_Short task A_
List every variable in the code excerpt that gets its value from a call to comm.bcast.
_Short task B_
Print the part of the code excerpt between the words "A simplistic version" and "version #2 (2021-02-08)", inclusive.

_Text passage_

A simplistic version of the parallelized code, rand_reduction_par.py, is included. There are opportunities for improvement, it is just meant to be a simple example that demonstrates good parallel speedup.

#!/usr/bin/env python3
# Parallel version of rand_reduction.py Performs a sum of `COUNT` random numbers and calculates its standard deviation.
#
# Wirawan's parallel version #2 (2021-02-08)
# * Using range_decomp version "1"
# * Arrays are replicated across workers
# * Using mpi_send to ship out only array bounds
#
"""
Simplistic MPI parallelized version of rand_reduction.py that can be improved.

* No specific-part timings
* Data array was not distributed, but replicated
"""

import sys
import time
import numpy

from mpi4py import MPI

t1 = time.time()

# MPI initialization
comm = MPI.COMM_WORLD
size = comm.Get_size()
rank = comm.Get_rank()

# Randomly generate numbers to sum over: but with definite seed
# to let us compare results
if rank == 0:
    COUNT = 10000000
    SEED = COUNT    # random seed is the same as COUNT

    numpy.random.seed(SEED)
    NUMBERS = numpy.random.random((COUNT,))
else:
    # Assign them with dummy values because the var names must exist
    # on bcast below
    COUNT = None
    SEED = None
    NUMBERS = None

# Replicate the following data to all workers
count_g = comm.bcast(COUNT, root=0)
seed_g = comm.bcast(SEED, root=0)
numbers_g = comm.bcast(NUMBERS, root=0)

t2 = time.time()
gen_time = t2 - t1

### PROBLEM DECOMPOSITION
# Decompose the range into pieces for each worker to process

if rank == 0:
    # determine array's lower and (exclusive) upper bounds 
    L = [ 0 ] * size
    U = [ 0 ] * size
    for r in range(size):
        L[r] = COUNT * r // size
        U[r] = COUNT * (r + 1) // size

# Divvy up work: use sends (to all other worker nodes) and
# receive on the other worker's end

if rank == 0:        
    for r in range(1, size):
        comm.send(L[r], dest=r, tag=1)

_Data shown_
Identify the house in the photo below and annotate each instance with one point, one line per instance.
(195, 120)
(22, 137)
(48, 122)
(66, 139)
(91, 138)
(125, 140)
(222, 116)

_Expected answer A_
count_g, seed_g, numbers_g

_Expected answer B_
A simplistic version of the parallelized code, rand_reduction_par.py, is included. There are opportunities for improvement, it is just meant to be a simple example that demonstrates good parallel speedup.

#!/usr/bin/env python3
# Parallel version of rand_reduction.py Performs a sum of `COUNT` random numbers and calculates its standard deviation.
#
# Wirawan's parallel version #2 (2021-02-08)